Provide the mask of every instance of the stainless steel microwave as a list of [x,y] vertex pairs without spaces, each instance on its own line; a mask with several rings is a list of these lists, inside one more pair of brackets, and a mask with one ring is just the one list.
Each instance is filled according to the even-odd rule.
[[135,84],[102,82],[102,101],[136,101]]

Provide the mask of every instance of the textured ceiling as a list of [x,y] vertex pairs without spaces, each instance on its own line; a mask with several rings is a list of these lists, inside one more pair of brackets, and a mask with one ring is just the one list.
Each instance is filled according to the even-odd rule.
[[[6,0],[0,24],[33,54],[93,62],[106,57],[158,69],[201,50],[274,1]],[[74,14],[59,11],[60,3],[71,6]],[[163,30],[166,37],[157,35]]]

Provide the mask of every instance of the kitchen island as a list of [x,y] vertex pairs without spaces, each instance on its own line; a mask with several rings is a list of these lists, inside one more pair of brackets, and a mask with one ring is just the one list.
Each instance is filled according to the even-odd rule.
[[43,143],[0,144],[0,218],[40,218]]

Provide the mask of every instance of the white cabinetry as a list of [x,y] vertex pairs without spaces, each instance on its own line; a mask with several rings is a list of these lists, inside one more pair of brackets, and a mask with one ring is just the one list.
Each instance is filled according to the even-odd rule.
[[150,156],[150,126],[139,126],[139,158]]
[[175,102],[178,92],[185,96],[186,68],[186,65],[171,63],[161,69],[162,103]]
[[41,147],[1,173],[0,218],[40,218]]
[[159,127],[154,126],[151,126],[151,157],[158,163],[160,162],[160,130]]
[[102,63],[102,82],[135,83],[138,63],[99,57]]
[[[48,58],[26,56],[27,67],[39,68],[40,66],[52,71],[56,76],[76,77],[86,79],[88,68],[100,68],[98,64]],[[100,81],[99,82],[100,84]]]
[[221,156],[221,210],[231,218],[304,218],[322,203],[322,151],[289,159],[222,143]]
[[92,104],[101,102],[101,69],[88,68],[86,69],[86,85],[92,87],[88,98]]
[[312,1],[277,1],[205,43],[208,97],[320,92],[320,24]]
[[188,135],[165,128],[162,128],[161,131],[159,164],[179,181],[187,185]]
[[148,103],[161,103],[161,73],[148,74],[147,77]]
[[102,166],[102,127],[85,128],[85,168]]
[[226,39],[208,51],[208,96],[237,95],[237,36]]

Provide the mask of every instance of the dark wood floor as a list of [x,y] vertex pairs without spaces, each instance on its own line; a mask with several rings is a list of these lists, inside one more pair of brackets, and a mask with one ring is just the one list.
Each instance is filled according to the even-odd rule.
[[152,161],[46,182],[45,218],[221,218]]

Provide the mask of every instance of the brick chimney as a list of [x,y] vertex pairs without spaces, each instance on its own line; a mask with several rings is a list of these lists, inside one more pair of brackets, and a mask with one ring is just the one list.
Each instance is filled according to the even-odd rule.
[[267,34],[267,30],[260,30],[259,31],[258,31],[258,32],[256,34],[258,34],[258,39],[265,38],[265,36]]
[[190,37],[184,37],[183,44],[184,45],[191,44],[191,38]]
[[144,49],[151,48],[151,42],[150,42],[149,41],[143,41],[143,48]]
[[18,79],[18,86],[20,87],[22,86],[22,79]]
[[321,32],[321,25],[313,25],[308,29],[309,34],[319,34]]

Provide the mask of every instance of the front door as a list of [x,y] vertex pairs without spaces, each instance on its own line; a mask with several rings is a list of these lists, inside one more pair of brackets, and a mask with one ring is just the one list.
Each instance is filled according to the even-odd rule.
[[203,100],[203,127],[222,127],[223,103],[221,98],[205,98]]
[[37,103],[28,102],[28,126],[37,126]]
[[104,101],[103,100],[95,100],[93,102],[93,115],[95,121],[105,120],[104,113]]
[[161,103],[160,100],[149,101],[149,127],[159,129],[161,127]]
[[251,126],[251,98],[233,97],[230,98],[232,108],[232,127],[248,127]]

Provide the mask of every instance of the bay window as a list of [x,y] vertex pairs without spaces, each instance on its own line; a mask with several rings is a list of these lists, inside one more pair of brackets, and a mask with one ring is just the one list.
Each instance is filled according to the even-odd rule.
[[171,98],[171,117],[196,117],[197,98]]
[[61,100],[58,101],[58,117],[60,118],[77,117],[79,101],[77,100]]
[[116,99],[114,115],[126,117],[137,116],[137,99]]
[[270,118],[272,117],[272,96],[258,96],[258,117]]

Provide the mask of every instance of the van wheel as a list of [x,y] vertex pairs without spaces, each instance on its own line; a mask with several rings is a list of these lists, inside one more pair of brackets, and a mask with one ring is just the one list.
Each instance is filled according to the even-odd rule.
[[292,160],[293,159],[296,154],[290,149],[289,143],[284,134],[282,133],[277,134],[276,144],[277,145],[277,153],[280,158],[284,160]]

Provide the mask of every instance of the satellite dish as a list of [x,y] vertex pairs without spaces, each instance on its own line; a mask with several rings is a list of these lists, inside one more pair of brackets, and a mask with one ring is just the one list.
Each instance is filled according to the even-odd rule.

********

Task to carry out: Copy all the items above again, replacing "vertex pairs" with "coordinate pairs" wherever it occurs and changing nothing else.

Response:
Provide the mask of every instance of the stainless steel microwave as a list of [x,y] coordinate pairs without spaces, each instance on its own line; a mask with several rings is a list of these lists, inside one more pair of brackets, and a mask with one ring is just the one list.
Each instance is filled according to the even-odd rule.
[[135,84],[102,82],[102,101],[136,101]]

Provide the mask of every instance of the textured ceiling as a list of [x,y] coordinate pairs without spaces, each instance on its own line; a mask with several rings is a list of these lists, inside one more pair of brackets, and a mask with one ring is just the one list.
Each instance is filled according to the even-odd rule.
[[[6,0],[0,24],[33,54],[93,62],[106,57],[158,69],[201,50],[274,1]],[[74,14],[59,11],[60,3],[71,6]],[[163,30],[166,37],[157,35]]]

Provide the mask of every instance of the kitchen island as a list of [x,y] coordinate pairs without spaces, each instance on its own line; a mask with several rings is a list of these lists, inside one more pair of brackets, and a mask with one ring is just the one list.
Each instance is filled according to the even-odd rule.
[[43,143],[0,144],[0,218],[40,218]]

Provide the mask of every instance of the white cabinetry as a list of [x,y] coordinate pairs without spaces, each instance on its own line; a mask with several rings is a list of these lists, inside one more pair of brackets, and a mask with one ring is just the one list.
Each instance is filled according to the even-odd rule.
[[150,156],[150,126],[139,126],[139,158]]
[[175,102],[178,92],[185,96],[186,68],[186,65],[171,63],[161,69],[162,103]]
[[41,147],[1,173],[0,218],[40,218]]
[[159,127],[154,126],[151,126],[151,157],[158,163],[160,162],[160,130]]
[[102,63],[102,82],[135,83],[138,63],[99,57]]
[[[48,58],[26,56],[27,67],[39,68],[40,66],[52,71],[56,76],[76,77],[86,79],[88,68],[100,68],[98,64]],[[100,81],[99,82],[100,84]]]
[[221,156],[221,210],[231,218],[304,218],[322,203],[322,151],[289,159],[222,143]]
[[92,104],[101,102],[101,69],[88,68],[86,69],[86,85],[92,87],[88,98]]
[[312,1],[277,1],[205,43],[208,97],[320,92],[320,24]]
[[188,135],[165,128],[162,128],[161,131],[159,164],[179,181],[187,185]]
[[148,103],[161,103],[161,73],[148,74],[147,77]]
[[102,166],[102,127],[85,128],[85,168]]
[[226,39],[208,51],[208,96],[237,95],[237,36]]

Provide the mask of every instance of the dark wood floor as a list of [x,y] coordinate pairs without spaces, each instance on its own line; a mask with several rings is a list of these lists, inside one more pair of brackets, and a mask with one ring is just the one list.
Each instance is filled according to the even-odd rule.
[[152,161],[46,182],[45,218],[221,218]]

Provide the mask of every instance of the brick chimney as a list of [x,y] coordinate pairs without spaces, each instance on its own line; a mask with several rings is a list of these lists, inside one more pair of brackets, and a mask with one ring is just the one list.
Each instance is filled according to the even-odd rule.
[[267,34],[267,30],[260,30],[259,31],[258,31],[258,32],[256,34],[258,34],[258,39],[265,38],[265,36]]
[[190,37],[184,37],[183,44],[184,45],[191,44],[191,38]]
[[144,49],[151,48],[151,42],[150,42],[149,41],[143,41],[143,48]]
[[18,79],[18,86],[20,87],[22,86],[22,79]]
[[321,32],[321,25],[313,25],[308,29],[309,34],[319,34]]

Provide the mask of every instance of the front door as a list of [x,y] coordinate pairs without spaces, each instance on its own line; a mask with several rings is a list of these lists, inside one more pair of brackets, and a mask with one ring is just the one list.
Each instance is filled according to the even-odd rule.
[[203,100],[203,127],[222,127],[223,103],[221,98],[205,98]]
[[37,103],[28,102],[28,126],[37,126]]
[[104,101],[103,100],[95,100],[93,102],[93,115],[95,121],[105,120],[104,113]]
[[161,103],[160,100],[149,101],[149,127],[159,129],[161,127]]
[[251,126],[251,98],[233,97],[230,98],[232,108],[232,127],[248,127]]

Provide the mask of every instance of the bay window as a list of [x,y] coordinate pairs without spaces, each instance on its own line; a mask with several rings is a list of these lists, inside one more pair of brackets, and a mask with one ring is just the one list.
Each instance is filled according to the even-odd rule.
[[171,98],[171,117],[196,117],[197,98]]
[[61,100],[58,101],[58,117],[60,118],[77,117],[79,101],[77,100]]
[[116,99],[114,115],[126,117],[137,116],[137,99]]
[[270,118],[272,117],[272,96],[258,96],[258,117]]

Provide the mask of every instance of the van wheel as a list of [x,y] coordinate pairs without spaces, each instance on its own line; a mask with several rings is a list of these lists, inside one more pair of brackets, and a mask with one ring is just the one list.
Each instance is filled according to the even-odd rule.
[[292,160],[293,159],[296,154],[290,149],[289,143],[284,134],[282,133],[277,134],[276,144],[277,145],[277,153],[280,158],[284,160]]

Provide the mask of every instance of the satellite dish as a list of [x,y] coordinate pairs without spaces, each instance on its own line; a mask with several rings is a list of these lists, inside one more pair of brackets, and a mask with one ring is just the one list.
Each instance is filled according to the even-odd rule.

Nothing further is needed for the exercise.